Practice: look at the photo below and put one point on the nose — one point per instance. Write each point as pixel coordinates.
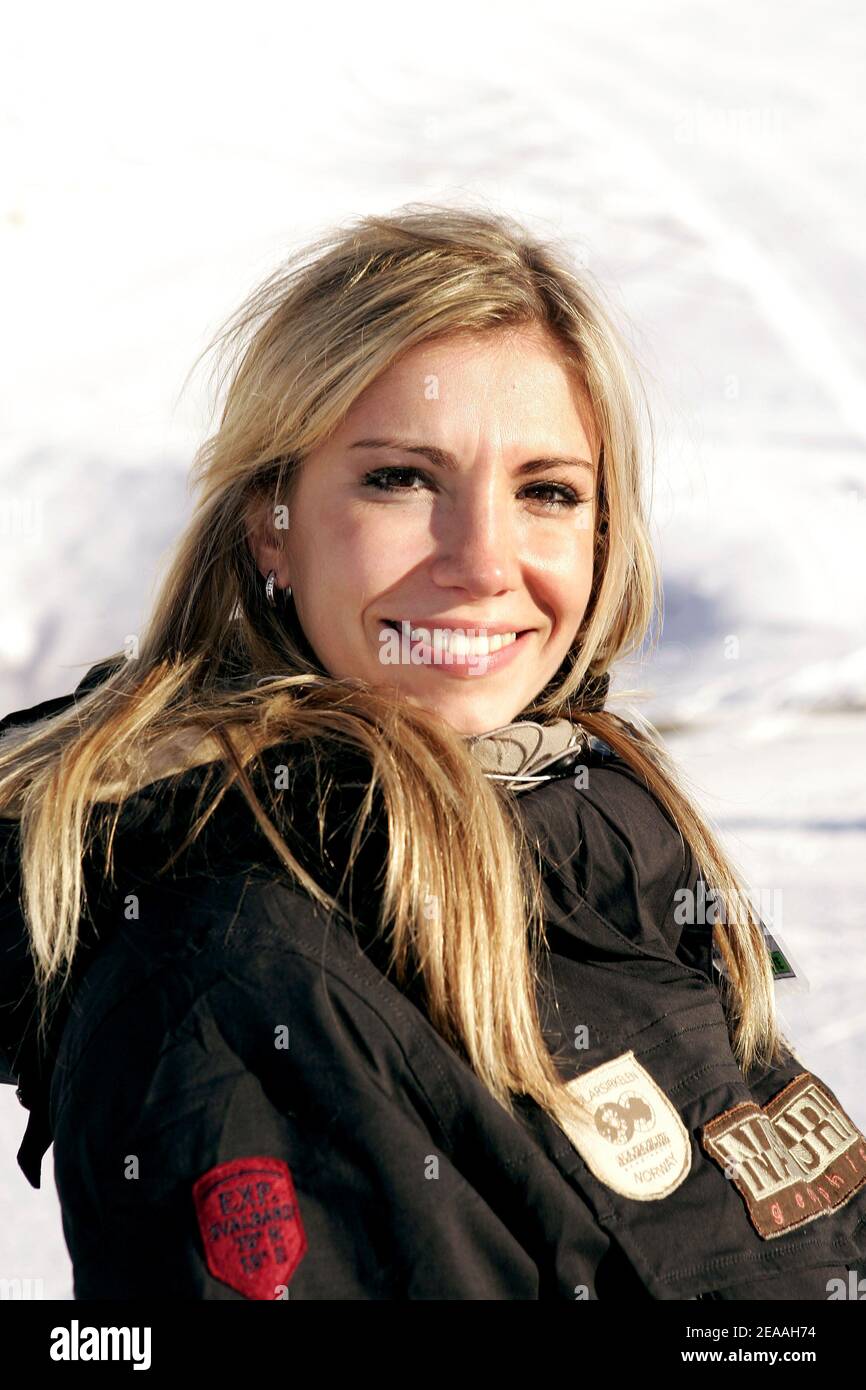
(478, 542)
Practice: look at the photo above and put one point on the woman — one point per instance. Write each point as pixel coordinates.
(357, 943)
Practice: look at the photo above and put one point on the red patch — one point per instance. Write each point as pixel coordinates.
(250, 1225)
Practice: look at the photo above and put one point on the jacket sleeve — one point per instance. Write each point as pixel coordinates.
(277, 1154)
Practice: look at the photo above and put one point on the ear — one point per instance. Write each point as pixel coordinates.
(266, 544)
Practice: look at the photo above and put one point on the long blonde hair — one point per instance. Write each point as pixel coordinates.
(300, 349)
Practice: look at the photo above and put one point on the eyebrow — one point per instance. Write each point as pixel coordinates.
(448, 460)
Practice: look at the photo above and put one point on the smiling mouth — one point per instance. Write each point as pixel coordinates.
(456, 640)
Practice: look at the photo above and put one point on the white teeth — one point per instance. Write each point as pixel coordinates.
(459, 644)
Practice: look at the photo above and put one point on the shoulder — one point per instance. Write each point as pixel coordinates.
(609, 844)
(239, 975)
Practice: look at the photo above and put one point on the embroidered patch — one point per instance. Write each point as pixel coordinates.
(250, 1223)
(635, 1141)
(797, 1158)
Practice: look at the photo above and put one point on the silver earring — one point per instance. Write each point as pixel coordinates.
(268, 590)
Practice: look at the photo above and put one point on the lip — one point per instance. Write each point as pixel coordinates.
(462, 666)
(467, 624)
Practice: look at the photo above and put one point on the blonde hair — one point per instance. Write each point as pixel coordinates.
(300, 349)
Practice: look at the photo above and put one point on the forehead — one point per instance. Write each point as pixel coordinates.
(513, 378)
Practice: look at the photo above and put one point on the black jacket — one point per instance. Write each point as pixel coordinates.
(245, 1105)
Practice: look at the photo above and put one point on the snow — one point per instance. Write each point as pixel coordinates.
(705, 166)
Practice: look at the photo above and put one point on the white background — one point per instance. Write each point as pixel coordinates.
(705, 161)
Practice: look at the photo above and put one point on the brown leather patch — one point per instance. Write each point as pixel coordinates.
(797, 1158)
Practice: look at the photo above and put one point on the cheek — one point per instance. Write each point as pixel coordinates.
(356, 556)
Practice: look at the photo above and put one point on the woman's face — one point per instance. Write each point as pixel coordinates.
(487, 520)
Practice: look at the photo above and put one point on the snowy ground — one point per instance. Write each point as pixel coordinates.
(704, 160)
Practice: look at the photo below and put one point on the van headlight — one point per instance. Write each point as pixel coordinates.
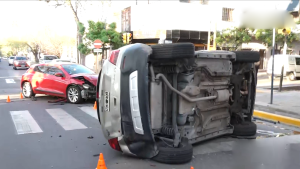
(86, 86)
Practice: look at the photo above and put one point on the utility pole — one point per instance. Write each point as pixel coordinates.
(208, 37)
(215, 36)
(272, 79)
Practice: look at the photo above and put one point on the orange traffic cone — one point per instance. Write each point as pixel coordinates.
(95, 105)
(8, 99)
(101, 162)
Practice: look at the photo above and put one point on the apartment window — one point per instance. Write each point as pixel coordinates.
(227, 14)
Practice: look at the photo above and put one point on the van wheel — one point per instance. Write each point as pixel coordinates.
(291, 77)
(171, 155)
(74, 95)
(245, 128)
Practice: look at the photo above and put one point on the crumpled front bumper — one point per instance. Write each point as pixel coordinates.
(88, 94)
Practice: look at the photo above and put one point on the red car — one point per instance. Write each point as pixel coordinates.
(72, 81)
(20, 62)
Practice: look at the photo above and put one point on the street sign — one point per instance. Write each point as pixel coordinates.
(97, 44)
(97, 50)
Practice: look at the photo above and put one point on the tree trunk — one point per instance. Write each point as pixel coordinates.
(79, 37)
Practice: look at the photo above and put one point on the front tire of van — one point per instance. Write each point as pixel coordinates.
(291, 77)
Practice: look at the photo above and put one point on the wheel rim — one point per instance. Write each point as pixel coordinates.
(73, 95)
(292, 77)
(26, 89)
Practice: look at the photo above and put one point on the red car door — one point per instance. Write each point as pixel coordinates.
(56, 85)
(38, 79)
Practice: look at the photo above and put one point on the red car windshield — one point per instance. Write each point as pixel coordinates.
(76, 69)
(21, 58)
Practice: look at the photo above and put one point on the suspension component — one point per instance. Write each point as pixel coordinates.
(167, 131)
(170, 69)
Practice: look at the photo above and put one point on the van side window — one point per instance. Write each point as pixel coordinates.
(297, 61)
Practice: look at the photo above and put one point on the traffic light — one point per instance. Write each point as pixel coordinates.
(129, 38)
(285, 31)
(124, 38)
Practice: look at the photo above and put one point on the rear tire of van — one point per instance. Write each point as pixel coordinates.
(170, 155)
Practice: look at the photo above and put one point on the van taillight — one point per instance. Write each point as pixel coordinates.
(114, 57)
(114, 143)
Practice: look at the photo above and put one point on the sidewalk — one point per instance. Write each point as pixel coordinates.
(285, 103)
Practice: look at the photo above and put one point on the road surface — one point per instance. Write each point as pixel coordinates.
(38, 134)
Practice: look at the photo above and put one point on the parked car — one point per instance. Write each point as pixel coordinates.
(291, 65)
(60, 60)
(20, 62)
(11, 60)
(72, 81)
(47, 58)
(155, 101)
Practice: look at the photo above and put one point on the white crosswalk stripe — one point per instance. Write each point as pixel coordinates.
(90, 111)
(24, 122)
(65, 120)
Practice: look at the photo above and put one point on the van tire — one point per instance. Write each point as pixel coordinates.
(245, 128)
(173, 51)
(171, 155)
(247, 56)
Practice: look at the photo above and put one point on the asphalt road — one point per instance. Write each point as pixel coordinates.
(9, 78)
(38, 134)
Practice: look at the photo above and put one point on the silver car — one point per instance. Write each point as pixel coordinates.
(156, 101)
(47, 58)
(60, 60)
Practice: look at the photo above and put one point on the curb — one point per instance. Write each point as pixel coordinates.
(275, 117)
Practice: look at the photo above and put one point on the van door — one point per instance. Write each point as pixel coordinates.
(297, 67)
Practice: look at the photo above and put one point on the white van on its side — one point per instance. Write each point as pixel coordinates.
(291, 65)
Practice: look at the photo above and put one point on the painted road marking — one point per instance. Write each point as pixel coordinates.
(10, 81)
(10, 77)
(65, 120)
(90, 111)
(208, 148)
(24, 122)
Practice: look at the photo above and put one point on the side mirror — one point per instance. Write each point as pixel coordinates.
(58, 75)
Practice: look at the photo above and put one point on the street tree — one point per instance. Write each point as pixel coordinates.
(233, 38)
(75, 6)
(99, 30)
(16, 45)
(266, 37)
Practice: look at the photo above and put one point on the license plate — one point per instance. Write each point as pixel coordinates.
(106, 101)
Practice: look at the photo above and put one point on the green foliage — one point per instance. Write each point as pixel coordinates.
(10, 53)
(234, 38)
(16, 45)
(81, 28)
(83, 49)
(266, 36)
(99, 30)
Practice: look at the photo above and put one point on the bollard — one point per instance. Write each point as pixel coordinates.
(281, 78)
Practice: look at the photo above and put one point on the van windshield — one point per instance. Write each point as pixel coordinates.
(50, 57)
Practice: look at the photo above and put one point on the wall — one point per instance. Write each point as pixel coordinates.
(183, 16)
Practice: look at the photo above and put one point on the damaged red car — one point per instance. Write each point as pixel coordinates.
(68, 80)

• **Direction**
Rewrite all the entries above, replacing "Practice" with "Exercise" and leaving every other word unchanged. Omit the pictures.

• **Solution to this exercise**
Exercise: look at the photo below and put one point on the nose — one point per instance. Write each point as pixel coordinates.
(478, 542)
Exercise: look at the photo above and put one point on the woman — one point per instance. Write each point as pixel coordinates.
(357, 943)
Exercise: look at the photo above and put one point on the red patch — one point per instance. Write each point as pixel coordinates.
(250, 1225)
Exercise: look at the photo above and put one point on the jacket sleeve — one point per instance. Write each point as pixel coordinates.
(277, 1154)
Exercise: look at the photo above and put one point on the ear — one point per instance. Write each point as pixel coordinates.
(266, 544)
Exercise: look at the photo above and put one point on the long blonde hair — one point per instance. Write each point as pixel coordinates.
(300, 349)
Exercise: look at the photo above and put one point on the eyebrow — one point per instance. Write each point as pixel coordinates.
(448, 460)
Exercise: look at the photo above and put one point on the smiling mouth — one point per instance. Write each point as pixel coordinates.
(456, 640)
Exercise: look at the photo above and put one point on the white teeth — one point per instance. Write each point as pixel coordinates.
(459, 644)
Exercise: look at the photo above and put one point on the shoulder — one point per instance. Write each point as pixel coordinates.
(609, 844)
(239, 975)
Exercise: look at the photo above and put one point on the embroidered patch — one point per instance. Write each point as pixel coordinates.
(250, 1223)
(635, 1141)
(797, 1158)
Exercise: look at the photo above and put one point on the silver earring — one point per instance. Write each point as pixel coordinates.
(268, 590)
Exercise: look at the photo above and put one point on the lip — one point per instance. Write each point as pixel coordinates.
(462, 666)
(467, 624)
Exercise: look at the photo above and put one point on the blonde hair — one point per instance. Write each point as pixel coordinates.
(300, 349)
Exercise: look at the photo above and put one point on the forehead — one point per instance. Write each point as pixel coordinates.
(513, 378)
Exercise: look at the photo above and put one point on the black jacket — one point per instance. Write each point as pixel coordinates.
(245, 1105)
Exercise: look at the photo above and put one point on the snow — one point per instance. Write each point as pixel coordinates.
(705, 166)
Exercise: look at the photo above and put one point on the white background — one point per instance. Write each point as pixel coordinates.
(705, 161)
Exercise: look at the photo above and put one point on the brown leather patch — one point per instance. Write each point as pixel coordinates.
(797, 1158)
Exercise: look at the photo above and put one point on the cheek — one point per instance. Write each point as pixel coordinates.
(356, 556)
Exercise: look at the photo above and put one point on the woman's face — one point per instance. Write each point as pixel coordinates.
(487, 520)
Exercise: look at the photo above and put one point on the snowy ground — one point per instance. Write each point as pixel coordinates.
(704, 160)
Exercise: look at the photo below and put one point on the van headlight — one point per instance. Write each point as pixel coordinates.
(86, 86)
Exercise: look at the photo above and put one point on the utility pole — one point per instance. Write each point as pixel coordinates.
(208, 37)
(215, 36)
(272, 79)
Exercise: look at the photo above and put one point on the orange traffic cone — one point per instance. Write each point as pixel coordinates.
(95, 105)
(8, 99)
(101, 162)
Exercise: look at the photo above and put one point on the apartment window — one point per instance. Write each point as pixel coordinates.
(227, 14)
Exercise: look at the photo above and put one point on the van wheel — one point per instance. Write each point as pixel coordinates.
(291, 77)
(171, 155)
(74, 95)
(245, 128)
Exercise: look at the photo above and put one point on the crumpled front bumper — one point per instance. Write each point as pixel coordinates.
(88, 94)
Exercise: look at the photo above and put one point on the red car — one point per instance. Write each point as pixel coordinates.
(72, 81)
(20, 62)
Exercise: look at the photo above and put one point on the street sign — one point per instance. Write each point as pixel coordinates.
(97, 44)
(97, 50)
Exercise: look at the photo above and put one point on the tree trunk — one point per instance. Write each point as pixel coordinates.
(79, 37)
Exercise: look at the photo above and put one point on the front tire of van — one point per instance. Write each point as pixel coordinates.
(291, 77)
Exercise: look at the photo above and put one point on the wheel rim — one point per instance. Write each point as pixel coordinates.
(73, 95)
(292, 77)
(26, 89)
Exercise: look at the photo above and put one point on the red car door — one point per instance. Write each point as pixel coordinates.
(56, 85)
(38, 79)
Exercise: look at the photo above and put one point on the red car windshield — one point per instance. Write each point as pixel coordinates.
(76, 69)
(21, 58)
Exercise: look at the photo above and put one point on the suspension component — one point per instance. Write each point as pixel coordinates.
(167, 131)
(170, 69)
Exercise: look at the photo above and put one point on the van side window — one point per instance. Write each point as pixel coordinates.
(297, 61)
Exercise: look at the photo above and put one point on the traffic light — one point per instance. Write each point as pixel coordinates.
(129, 38)
(285, 31)
(124, 38)
Exercise: look at the photo above and put one point on the rear tire of van — one point per instance. Write each point as pixel coordinates.
(170, 155)
Exercise: look at the photo above and put one point on the van taillight — one point per instance. Write each point as pixel coordinates.
(114, 57)
(114, 143)
Exercise: look at the photo above and put one point on the sidewalk — one point per instance. Write each point as pixel coordinates.
(285, 103)
Exercise: look at the photo above and put one point on the road surface — one point per instance. Write each point as pixel coordinates.
(38, 134)
Exercise: look at the photo above and put one point on the parked car — one point per instance. Write each point as pixel coordinates.
(291, 65)
(60, 60)
(20, 62)
(11, 60)
(72, 81)
(47, 58)
(155, 101)
Exercise: look at the photo above and put one point on the white crosswalk stripe — one point per instance. Write each point as pixel coordinates.
(90, 111)
(24, 122)
(65, 120)
Exercise: look at the photo above and put one point on the van tire — one point per instance. Write each point as pixel coordinates.
(245, 128)
(173, 51)
(171, 155)
(247, 56)
Exercise: look at the photo above and put one point on the asphalt road — one point per instance. Write each point as pixel coordinates.
(9, 78)
(38, 134)
Exercise: look at the photo above and put one point on the silver car — one point per instance. Write each point as pixel coordinates.
(156, 101)
(47, 58)
(60, 60)
Exercise: look at the photo above and put one point on the curb — one point per instance. Write each point as pixel coordinates.
(275, 117)
Exercise: look at the photo above and put one point on the van door — one point per instance. Write each point as pixel coordinates.
(297, 67)
Exercise: look at the photo above and put one point on the white van on its side — one point per instance. Write each point as pixel coordinates.
(291, 65)
Exercise: look at the photo above and put one point on the painted road marking — one point per instance. Write each point as pixel coordinates.
(10, 81)
(10, 77)
(65, 120)
(90, 111)
(208, 148)
(24, 122)
Exercise: look at the photo above and put one point on the side mirror — one point per instance. Write each point as pixel coordinates.
(58, 75)
Exercise: look at the photo above and put one point on the street tree — one point per instance. Write each point as pixel coordinates.
(233, 38)
(75, 6)
(99, 30)
(16, 45)
(266, 37)
Exercise: look at the photo above and put one point on the license plate — one point per instance. Write each point as pixel coordinates.
(106, 101)
Exercise: look at the photo above and put one point on the green foliage — one point per instance. Write each point as pixel coordinates.
(10, 53)
(234, 38)
(16, 45)
(81, 28)
(83, 49)
(266, 36)
(99, 30)
Exercise: look at the photo above and put one point on the bollard — one point per instance. Write each point as pixel coordinates.
(281, 78)
Exercise: look at the photo above and put one point on the van windshield — one point per instance. Write each point as pixel coordinates.
(50, 57)
Exercise: look at the photo above and put one point on the wall — one point per instance. Write each point as pixel coordinates.
(183, 16)
Exercise: look at the photo above and put one point on the damaged red car — one point per instance. Write each point as pixel coordinates.
(68, 80)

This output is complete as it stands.